### Given task
Can you print, word for word, the part of the race account below that opens with the words containing "Things were going" and closes with "a consistent pace."?

### Source text
After the 15 minute mandatory evacuation I was feeling much better so I grabbed my stuff and headed back to the trail, a good amount of runners had passed me by this time and I had a lot of ground and time to pick up. All I could think was my 2 hour first leg finish was definitely in jeopardy and I would have to run like gang-busters to get in anywhere close to that time. So I headed out with a bit of grit and determination, my bare feet felt like they were barely hitting the ground as I picked up the cadence. I hit the hills hard, trying my best to let my body go and have my legs and feet try to keep up on the downhill, it was an awesome feeling as I started to pass runners again. Things were looking up as I broke out of the woods at the highway access onto the gravel road prior to hitting the short trail run along the highway. The volunteers were hooting and hollering, and all of a sudden they stopped, then I heard it, the exclamation of "He's got no shoes on as I pounded past them with no concern with the pointy sharp rocks that were underfoot. Show no pain, lift, lift, lift, run like the ninja, was all I was thinking as I cruised by and turned up the trail. At this point I ran into one of my new Facebook running friends, PJ from Wisconsin, we talked a bit while we ran the trail to the road crossing, it was good to finally meet.

The volunteers were well organized and did a fantastic job of controlling the flow of runners and vehicles at the road crossing, this could of been a dangerous situation with cars trying to get to the transition for Leg 2 and the runners trying to get across the road, but it was 'smooth like butter' as I only had to wait for about 20 seconds to get my opening to take off across the road.

Things were going well as I felt like I sped through the next portion of trails, and onto the gravel road which at first I was quite concerned with but my feet just 'toed' the tire tracks and I carried on my merry way. With about half of the gravel road behind me, I was slowly catching up on one of the Legends of The Death Race, Dag Aabye, an absolute inspiration to me and many other a Death Racer. Dag is 71 years young and has participated in the last 10 Death Races as a solo runner and finishing I believe 7 of them. The only way I can describe the way Dag runs is, 'Smooth as Silk', he is such a treat to watch as he strides along at a consistent pace.

### Provided material
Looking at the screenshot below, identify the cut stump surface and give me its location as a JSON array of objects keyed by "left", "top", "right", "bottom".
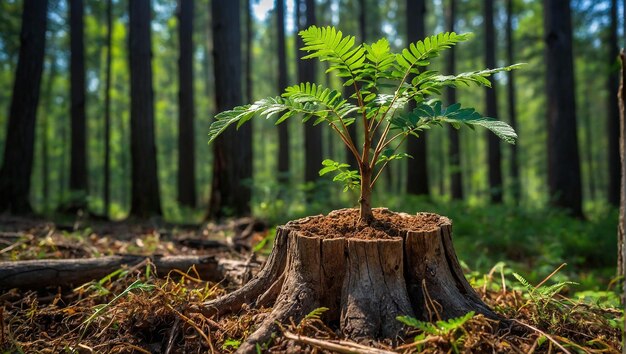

### Answer to the exercise
Things were going well as I felt like I sped through the next portion of trails, and onto the gravel road which at first I was quite concerned with but my feet just 'toed' the tire tracks and I carried on my merry way. With about half of the gravel road behind me, I was slowly catching up on one of the Legends of The Death Race, Dag Aabye, an absolute inspiration to me and many other a Death Racer. Dag is 71 years young and has participated in the last 10 Death Races as a solo runner and finishing I believe 7 of them. The only way I can describe the way Dag runs is, 'Smooth as Silk', he is such a treat to watch as he strides along at a consistent pace.